#### What is needed
Return, word for word, the stretch of the items below from the line that contains "For the pointing benchmark, tag the red backdrop" through the end of the items.

═══ Data excerpts ═══

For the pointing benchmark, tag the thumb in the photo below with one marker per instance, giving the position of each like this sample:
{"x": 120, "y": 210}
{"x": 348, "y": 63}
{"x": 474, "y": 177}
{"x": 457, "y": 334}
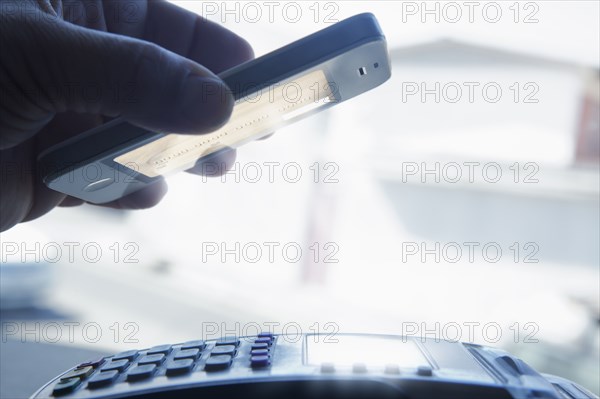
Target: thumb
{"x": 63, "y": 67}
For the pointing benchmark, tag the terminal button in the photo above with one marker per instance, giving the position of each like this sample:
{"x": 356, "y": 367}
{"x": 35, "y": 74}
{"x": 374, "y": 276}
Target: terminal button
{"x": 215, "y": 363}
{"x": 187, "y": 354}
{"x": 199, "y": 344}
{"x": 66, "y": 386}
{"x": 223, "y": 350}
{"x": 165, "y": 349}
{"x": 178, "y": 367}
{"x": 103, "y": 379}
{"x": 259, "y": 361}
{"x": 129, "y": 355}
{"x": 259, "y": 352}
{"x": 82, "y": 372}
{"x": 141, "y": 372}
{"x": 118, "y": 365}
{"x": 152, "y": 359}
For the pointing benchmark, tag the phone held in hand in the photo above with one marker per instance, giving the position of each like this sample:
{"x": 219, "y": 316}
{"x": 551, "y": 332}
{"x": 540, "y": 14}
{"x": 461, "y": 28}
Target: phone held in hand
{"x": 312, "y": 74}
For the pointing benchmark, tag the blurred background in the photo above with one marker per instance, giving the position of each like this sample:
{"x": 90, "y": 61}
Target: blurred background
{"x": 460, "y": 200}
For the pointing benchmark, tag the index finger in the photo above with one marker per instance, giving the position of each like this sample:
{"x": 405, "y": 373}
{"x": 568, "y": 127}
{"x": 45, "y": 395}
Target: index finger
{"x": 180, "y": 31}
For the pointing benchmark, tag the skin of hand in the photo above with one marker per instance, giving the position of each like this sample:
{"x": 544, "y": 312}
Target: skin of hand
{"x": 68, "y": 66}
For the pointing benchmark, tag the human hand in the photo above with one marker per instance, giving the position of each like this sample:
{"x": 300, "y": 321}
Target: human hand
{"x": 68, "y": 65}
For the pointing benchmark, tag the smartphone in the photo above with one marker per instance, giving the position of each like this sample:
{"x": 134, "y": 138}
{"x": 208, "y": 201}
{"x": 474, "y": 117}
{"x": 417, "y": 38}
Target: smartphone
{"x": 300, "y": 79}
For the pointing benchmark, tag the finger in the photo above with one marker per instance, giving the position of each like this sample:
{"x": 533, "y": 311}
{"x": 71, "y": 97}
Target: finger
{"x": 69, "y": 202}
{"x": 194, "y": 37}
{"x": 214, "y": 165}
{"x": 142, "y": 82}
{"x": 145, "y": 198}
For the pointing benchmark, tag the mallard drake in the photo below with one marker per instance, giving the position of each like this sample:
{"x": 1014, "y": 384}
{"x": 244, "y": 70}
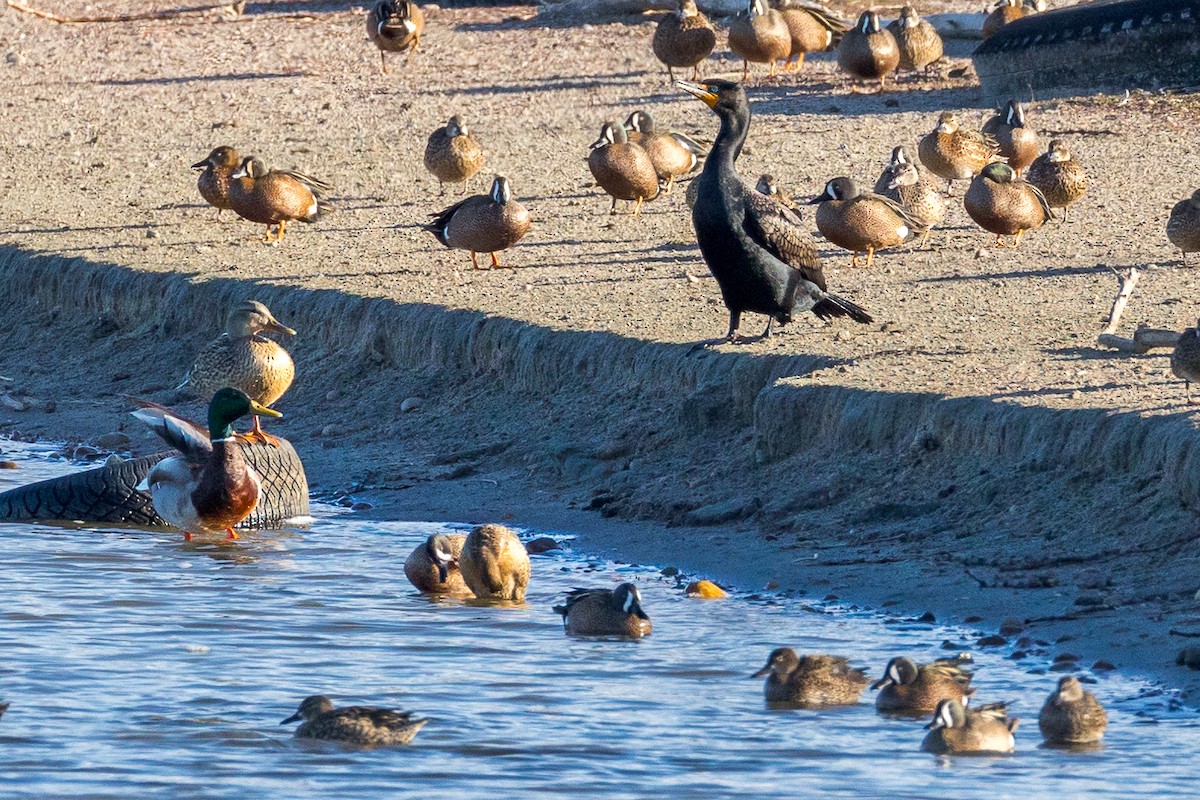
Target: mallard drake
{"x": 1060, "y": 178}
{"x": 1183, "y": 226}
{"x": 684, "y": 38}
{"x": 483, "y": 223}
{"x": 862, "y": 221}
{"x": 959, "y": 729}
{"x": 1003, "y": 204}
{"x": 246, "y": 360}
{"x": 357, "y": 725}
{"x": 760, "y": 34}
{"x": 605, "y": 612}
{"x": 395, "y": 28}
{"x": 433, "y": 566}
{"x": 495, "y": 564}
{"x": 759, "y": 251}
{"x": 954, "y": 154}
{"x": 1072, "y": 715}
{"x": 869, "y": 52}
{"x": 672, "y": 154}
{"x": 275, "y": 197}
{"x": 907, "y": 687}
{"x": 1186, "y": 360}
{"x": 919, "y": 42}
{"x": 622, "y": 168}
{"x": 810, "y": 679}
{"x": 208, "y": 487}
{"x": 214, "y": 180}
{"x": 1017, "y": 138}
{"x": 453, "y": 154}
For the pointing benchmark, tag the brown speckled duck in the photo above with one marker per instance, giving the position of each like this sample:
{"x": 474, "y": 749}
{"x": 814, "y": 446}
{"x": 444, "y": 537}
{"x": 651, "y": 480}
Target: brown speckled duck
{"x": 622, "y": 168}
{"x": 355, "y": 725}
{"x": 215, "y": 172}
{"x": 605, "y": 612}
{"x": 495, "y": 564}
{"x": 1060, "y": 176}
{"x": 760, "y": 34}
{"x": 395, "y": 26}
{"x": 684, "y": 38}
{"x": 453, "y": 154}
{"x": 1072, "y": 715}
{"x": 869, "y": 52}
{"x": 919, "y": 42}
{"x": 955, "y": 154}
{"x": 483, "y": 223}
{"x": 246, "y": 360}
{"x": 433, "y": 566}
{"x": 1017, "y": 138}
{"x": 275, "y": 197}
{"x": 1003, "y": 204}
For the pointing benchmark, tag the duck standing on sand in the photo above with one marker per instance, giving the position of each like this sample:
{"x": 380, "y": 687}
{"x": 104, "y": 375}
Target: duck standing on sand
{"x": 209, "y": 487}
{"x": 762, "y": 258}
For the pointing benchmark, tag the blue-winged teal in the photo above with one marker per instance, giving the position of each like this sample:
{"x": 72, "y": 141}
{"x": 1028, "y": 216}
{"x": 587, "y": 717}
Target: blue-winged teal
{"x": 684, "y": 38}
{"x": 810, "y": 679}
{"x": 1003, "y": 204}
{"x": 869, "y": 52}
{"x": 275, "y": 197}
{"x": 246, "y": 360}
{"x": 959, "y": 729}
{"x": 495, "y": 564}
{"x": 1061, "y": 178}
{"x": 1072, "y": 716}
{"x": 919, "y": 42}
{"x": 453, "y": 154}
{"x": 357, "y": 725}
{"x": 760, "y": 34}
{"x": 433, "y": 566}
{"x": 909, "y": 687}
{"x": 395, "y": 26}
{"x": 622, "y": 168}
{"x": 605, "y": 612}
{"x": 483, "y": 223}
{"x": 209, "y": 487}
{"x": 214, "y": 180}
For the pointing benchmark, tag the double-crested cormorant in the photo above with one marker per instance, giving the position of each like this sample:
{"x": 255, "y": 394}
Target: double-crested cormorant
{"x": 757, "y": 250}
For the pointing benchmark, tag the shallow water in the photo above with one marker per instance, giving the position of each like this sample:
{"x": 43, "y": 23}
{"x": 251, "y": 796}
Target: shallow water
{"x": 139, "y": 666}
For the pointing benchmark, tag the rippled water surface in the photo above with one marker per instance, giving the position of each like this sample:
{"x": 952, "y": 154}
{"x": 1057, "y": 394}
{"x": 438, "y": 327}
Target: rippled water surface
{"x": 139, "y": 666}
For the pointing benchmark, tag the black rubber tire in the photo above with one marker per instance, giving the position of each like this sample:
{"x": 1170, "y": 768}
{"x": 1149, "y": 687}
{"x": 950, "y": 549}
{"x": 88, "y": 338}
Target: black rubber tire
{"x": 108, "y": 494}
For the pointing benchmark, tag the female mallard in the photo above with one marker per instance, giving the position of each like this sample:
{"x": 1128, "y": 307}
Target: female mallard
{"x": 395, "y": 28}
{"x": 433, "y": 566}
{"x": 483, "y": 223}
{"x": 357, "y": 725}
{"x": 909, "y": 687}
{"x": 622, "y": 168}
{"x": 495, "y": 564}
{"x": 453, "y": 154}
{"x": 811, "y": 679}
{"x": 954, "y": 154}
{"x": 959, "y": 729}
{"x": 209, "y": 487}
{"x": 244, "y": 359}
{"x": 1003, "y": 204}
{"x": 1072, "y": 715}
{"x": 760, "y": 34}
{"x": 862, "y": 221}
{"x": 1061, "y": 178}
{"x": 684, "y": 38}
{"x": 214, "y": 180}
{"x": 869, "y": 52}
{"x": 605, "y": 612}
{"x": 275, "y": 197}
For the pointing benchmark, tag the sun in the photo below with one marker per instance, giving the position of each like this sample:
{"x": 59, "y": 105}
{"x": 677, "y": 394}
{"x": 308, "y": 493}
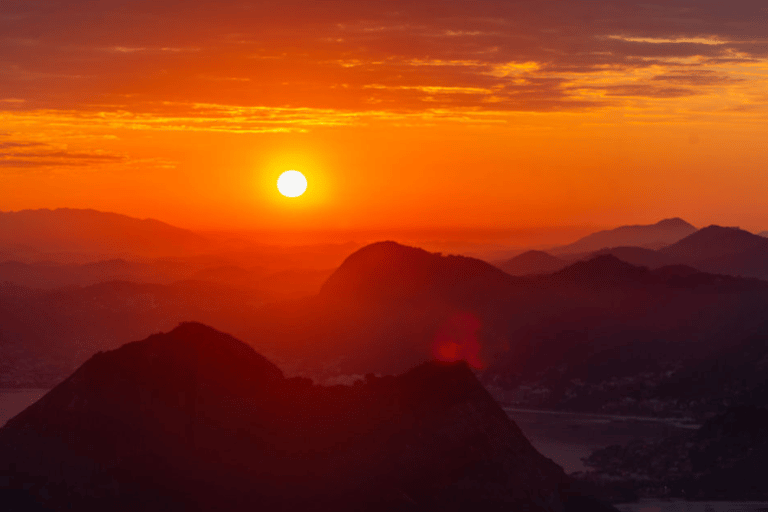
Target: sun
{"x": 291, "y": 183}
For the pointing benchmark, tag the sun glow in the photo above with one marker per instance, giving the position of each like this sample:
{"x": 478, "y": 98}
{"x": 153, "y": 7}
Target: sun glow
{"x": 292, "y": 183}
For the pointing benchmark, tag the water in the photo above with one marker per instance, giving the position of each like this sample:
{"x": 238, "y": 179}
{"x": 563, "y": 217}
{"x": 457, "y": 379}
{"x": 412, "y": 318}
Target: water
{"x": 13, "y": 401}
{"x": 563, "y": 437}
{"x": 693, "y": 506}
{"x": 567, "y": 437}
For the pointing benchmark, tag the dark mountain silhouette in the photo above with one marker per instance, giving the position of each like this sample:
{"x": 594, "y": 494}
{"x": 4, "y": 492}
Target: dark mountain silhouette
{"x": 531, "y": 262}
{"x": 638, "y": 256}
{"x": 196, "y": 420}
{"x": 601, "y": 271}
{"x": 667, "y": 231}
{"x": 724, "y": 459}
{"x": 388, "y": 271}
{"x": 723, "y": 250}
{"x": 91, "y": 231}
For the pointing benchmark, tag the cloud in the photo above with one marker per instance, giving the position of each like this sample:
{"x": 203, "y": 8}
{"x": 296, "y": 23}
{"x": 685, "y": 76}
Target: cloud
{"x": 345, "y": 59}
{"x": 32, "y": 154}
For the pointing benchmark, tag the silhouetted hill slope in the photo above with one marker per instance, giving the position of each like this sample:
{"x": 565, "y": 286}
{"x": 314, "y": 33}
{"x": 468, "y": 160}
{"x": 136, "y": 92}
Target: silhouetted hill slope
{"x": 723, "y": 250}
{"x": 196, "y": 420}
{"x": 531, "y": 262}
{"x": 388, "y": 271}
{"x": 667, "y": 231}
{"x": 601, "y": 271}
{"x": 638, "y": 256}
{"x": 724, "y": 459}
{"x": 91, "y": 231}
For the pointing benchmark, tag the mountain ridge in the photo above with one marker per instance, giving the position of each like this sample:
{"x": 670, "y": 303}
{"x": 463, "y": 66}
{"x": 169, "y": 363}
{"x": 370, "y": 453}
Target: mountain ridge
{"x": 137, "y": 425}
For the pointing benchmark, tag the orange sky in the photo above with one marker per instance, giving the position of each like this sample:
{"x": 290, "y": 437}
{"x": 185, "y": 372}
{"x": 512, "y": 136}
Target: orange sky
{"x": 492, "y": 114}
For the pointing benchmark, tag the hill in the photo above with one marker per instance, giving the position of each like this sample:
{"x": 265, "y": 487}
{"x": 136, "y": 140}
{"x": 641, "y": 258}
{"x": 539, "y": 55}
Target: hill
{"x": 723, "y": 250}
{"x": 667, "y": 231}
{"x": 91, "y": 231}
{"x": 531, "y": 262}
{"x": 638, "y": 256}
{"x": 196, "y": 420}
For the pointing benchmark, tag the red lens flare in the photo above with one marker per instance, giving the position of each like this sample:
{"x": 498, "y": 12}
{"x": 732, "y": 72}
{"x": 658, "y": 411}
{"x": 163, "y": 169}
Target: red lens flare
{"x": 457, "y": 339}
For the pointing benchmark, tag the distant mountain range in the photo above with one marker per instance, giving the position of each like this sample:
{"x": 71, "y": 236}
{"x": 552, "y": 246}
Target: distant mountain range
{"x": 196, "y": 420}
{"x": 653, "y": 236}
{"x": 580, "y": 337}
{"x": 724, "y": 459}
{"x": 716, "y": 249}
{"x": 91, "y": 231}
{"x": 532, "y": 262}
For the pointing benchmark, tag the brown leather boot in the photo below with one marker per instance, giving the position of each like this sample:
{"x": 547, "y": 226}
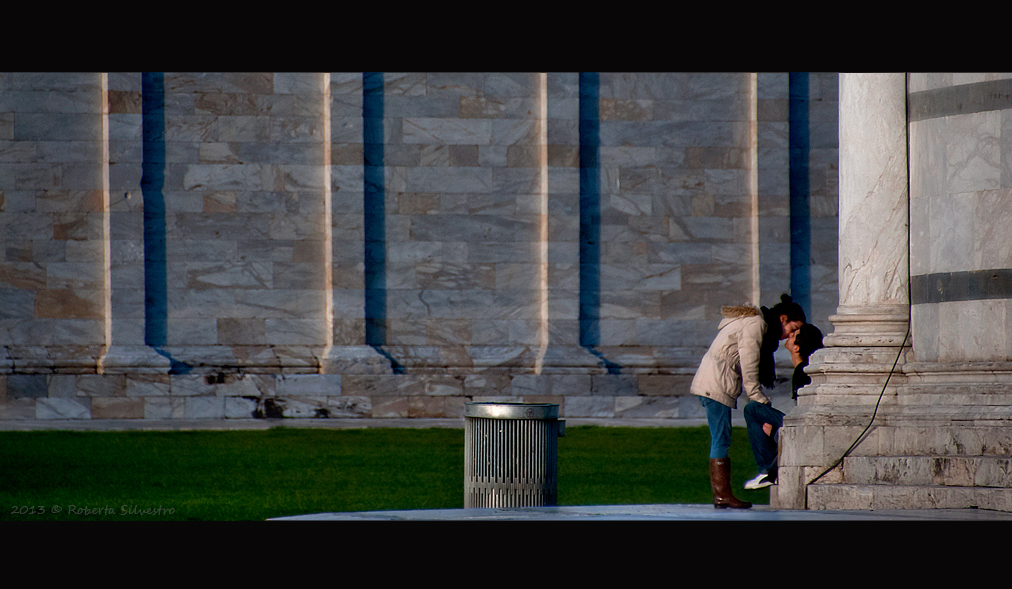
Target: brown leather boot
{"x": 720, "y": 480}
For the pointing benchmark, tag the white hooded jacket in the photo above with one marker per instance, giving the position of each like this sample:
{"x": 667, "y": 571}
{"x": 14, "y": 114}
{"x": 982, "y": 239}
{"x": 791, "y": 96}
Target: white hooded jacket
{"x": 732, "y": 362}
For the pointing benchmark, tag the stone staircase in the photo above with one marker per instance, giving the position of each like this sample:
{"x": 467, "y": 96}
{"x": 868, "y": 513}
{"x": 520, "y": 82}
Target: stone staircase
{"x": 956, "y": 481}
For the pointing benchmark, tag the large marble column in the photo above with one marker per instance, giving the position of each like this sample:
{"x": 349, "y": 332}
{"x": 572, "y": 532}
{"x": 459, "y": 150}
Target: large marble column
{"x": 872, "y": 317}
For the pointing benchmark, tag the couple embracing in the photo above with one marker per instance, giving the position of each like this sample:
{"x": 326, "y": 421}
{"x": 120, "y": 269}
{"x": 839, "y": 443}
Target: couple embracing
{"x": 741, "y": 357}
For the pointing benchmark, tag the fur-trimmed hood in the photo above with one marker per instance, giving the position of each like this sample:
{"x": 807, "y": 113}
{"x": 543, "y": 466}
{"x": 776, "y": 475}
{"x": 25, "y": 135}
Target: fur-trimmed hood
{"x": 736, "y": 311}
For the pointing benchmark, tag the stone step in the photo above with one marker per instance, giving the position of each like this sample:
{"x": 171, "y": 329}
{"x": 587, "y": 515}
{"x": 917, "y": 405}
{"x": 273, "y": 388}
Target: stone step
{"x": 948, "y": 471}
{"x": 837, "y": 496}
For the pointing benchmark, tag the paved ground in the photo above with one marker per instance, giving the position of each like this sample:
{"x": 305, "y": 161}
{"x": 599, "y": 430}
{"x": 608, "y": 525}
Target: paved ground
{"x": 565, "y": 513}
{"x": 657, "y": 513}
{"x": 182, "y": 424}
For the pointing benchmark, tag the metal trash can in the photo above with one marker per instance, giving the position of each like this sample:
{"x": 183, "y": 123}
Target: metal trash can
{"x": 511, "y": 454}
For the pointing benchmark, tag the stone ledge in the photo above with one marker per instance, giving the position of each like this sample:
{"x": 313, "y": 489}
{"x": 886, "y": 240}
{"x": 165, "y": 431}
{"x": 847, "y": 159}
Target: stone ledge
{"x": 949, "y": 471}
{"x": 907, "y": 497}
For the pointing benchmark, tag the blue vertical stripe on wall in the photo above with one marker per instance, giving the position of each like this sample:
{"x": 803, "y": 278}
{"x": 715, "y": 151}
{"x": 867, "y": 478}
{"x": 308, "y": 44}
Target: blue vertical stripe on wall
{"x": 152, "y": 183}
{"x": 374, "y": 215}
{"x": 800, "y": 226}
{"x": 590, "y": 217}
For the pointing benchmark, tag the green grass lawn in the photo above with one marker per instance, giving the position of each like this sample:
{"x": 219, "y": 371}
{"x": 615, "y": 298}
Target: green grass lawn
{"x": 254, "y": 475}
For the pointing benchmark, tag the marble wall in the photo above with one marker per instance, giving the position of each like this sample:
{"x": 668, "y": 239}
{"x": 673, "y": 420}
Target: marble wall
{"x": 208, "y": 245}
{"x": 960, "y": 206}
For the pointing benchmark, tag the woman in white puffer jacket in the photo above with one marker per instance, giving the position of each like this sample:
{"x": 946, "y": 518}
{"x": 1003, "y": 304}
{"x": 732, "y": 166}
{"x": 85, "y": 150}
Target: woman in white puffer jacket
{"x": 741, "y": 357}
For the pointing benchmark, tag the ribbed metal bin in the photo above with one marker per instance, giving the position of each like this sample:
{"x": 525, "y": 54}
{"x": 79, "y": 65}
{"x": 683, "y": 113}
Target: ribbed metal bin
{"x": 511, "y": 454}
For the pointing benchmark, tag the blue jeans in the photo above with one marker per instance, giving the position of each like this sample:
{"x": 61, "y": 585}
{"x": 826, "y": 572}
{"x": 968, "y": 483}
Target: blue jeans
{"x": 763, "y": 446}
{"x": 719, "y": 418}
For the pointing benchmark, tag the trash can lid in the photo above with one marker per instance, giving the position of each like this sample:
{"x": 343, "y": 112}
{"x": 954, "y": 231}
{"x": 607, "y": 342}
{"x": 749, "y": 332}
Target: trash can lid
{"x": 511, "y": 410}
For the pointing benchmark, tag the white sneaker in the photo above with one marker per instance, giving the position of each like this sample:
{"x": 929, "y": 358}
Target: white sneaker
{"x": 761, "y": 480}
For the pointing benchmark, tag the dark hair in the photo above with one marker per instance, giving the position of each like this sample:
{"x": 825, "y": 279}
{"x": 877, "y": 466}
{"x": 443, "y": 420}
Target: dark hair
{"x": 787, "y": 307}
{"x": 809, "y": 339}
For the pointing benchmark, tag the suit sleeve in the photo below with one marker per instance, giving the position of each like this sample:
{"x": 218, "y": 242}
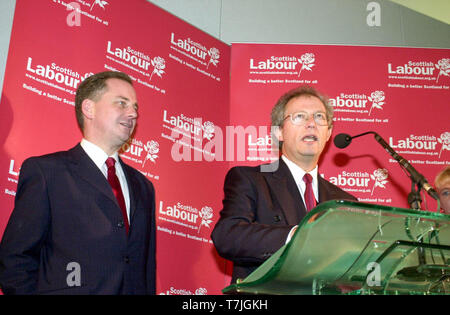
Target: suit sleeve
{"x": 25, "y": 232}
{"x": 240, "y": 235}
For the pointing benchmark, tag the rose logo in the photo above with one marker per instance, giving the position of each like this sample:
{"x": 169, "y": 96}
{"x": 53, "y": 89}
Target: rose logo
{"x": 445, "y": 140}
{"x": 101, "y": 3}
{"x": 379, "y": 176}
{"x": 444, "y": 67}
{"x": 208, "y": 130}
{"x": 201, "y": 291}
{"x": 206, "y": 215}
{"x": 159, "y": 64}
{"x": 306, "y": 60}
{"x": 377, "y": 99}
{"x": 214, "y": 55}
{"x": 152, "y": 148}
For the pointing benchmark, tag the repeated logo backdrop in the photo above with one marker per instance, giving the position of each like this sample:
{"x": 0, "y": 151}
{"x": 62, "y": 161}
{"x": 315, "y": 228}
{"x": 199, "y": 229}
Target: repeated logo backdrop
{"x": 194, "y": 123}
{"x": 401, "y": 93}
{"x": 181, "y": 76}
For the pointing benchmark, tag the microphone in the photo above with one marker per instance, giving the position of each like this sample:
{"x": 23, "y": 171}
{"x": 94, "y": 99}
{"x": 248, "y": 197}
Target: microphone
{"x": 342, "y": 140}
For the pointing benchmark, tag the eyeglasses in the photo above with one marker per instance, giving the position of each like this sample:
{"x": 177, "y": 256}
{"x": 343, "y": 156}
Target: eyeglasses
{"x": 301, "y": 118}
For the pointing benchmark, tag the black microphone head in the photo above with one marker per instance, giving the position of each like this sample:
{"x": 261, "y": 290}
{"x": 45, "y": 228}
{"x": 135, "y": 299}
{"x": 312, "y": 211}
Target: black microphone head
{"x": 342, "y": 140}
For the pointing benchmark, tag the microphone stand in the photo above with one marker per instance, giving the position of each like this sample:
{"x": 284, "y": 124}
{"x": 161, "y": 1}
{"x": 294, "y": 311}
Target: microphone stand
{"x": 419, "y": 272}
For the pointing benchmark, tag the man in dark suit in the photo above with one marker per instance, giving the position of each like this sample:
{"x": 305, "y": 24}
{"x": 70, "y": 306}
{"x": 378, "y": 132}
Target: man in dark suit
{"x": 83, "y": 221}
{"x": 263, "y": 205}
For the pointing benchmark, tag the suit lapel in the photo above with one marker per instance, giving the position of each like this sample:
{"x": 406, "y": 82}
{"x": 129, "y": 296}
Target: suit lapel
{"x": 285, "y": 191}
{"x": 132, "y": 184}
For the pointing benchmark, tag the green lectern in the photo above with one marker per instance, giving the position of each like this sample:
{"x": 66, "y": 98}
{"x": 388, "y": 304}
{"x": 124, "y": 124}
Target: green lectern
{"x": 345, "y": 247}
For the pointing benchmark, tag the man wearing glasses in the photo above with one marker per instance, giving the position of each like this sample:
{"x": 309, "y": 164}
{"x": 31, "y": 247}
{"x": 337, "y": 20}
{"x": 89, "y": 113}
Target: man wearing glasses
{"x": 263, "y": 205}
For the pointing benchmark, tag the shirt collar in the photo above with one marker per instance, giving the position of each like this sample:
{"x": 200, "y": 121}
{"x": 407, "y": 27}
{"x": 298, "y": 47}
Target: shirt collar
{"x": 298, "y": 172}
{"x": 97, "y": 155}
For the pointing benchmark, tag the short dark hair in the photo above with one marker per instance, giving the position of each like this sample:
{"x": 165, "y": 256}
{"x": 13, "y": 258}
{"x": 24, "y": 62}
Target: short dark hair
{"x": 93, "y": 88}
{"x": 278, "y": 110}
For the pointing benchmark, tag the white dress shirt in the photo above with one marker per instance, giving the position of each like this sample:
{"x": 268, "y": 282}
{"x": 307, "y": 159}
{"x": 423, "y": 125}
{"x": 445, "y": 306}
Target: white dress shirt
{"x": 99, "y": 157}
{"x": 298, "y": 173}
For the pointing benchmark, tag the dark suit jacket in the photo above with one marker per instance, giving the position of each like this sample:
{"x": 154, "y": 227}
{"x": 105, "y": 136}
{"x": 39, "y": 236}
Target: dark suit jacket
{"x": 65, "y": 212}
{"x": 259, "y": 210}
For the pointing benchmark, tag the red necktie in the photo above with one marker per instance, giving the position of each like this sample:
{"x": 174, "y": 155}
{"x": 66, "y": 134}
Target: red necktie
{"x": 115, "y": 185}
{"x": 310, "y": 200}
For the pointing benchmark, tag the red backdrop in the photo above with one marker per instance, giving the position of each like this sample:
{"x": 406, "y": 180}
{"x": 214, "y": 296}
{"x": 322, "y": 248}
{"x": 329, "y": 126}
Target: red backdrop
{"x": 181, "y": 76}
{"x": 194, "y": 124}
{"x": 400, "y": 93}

═══

#### Answer to this exercise
For the pointing benchmark, tag the red backdrop in the photo above with one marker per instance, giving the position of each like this sample:
{"x": 406, "y": 180}
{"x": 214, "y": 296}
{"x": 322, "y": 248}
{"x": 329, "y": 126}
Target: red backdrop
{"x": 181, "y": 76}
{"x": 194, "y": 124}
{"x": 400, "y": 93}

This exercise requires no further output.